Exercise directions: Your task is to count the lines of the records that contain "reddish". Answer with the number and nothing else.

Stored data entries
^^^^

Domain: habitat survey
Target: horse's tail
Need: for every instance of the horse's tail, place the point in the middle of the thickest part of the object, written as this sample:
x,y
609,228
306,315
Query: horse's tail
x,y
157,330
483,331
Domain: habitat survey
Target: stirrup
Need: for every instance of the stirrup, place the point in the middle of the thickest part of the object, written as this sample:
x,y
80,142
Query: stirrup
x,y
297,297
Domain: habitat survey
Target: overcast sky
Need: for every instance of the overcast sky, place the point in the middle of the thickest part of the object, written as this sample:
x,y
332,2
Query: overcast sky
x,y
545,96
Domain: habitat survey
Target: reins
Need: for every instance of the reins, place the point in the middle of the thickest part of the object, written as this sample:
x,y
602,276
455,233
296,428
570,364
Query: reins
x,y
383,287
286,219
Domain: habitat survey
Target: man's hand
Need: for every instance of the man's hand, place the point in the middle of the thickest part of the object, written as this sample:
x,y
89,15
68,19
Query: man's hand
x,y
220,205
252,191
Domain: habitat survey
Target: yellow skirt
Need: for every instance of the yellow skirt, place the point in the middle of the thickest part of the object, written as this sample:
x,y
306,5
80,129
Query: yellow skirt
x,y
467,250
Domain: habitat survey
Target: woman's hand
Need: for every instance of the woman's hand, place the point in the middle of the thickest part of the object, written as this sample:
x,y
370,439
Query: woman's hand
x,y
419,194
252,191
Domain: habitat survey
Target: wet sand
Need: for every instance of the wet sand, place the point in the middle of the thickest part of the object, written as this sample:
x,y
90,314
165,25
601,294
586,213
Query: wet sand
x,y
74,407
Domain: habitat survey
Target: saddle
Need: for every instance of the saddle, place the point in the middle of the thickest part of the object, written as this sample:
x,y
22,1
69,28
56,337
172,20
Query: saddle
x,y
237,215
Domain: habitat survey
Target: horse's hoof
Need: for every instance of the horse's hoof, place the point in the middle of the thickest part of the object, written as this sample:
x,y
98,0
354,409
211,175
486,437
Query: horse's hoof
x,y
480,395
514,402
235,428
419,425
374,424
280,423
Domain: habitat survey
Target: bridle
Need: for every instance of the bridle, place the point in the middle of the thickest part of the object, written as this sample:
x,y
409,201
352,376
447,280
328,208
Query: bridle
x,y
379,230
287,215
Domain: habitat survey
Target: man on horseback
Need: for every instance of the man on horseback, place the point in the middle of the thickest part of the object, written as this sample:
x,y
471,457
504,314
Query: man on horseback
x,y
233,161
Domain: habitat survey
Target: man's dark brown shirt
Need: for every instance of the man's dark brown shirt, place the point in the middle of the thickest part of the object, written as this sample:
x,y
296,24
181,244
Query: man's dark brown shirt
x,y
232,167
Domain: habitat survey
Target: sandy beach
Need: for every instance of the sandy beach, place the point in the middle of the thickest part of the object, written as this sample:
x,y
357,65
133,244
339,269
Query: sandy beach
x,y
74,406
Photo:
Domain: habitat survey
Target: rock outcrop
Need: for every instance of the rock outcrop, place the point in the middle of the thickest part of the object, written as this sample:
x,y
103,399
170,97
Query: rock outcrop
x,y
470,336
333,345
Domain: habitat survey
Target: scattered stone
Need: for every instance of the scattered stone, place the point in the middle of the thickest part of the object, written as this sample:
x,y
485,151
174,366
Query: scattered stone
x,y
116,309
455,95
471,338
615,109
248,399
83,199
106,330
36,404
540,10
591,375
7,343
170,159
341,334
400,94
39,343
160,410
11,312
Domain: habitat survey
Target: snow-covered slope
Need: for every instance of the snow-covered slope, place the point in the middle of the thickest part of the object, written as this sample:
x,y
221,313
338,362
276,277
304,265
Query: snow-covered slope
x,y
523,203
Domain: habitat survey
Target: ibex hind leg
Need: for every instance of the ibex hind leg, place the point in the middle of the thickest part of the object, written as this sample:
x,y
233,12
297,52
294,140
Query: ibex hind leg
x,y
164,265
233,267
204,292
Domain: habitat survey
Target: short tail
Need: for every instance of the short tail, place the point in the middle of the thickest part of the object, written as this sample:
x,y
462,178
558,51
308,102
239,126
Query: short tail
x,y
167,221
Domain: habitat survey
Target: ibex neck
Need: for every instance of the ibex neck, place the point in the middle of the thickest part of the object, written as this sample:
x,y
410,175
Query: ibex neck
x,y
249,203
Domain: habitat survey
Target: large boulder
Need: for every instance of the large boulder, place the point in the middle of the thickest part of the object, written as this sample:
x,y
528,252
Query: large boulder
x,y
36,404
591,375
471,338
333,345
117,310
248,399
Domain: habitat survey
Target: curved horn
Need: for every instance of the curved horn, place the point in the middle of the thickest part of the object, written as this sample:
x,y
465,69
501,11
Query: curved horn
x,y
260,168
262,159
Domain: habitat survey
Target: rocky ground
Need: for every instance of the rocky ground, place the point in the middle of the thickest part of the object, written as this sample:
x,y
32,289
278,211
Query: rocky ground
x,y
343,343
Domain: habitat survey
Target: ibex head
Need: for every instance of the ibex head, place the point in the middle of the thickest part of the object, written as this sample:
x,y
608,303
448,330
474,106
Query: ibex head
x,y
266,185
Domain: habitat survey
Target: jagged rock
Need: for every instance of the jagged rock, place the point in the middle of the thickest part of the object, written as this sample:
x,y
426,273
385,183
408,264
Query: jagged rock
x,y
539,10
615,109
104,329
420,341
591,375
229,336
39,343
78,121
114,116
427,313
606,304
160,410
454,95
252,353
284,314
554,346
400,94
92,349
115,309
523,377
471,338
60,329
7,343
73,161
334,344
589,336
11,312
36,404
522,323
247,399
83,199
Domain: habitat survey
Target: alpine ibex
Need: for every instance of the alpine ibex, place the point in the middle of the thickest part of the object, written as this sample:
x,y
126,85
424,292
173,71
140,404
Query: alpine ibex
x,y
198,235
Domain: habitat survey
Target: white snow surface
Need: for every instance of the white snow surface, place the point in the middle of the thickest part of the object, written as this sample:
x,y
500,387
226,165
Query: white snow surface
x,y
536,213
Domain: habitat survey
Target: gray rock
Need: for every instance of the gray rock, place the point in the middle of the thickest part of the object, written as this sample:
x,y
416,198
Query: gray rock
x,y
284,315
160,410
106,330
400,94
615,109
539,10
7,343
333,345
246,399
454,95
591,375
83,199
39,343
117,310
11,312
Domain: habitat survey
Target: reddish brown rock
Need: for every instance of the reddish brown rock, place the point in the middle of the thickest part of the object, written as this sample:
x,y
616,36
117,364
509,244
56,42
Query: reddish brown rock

^^^^

Result of the exercise: 3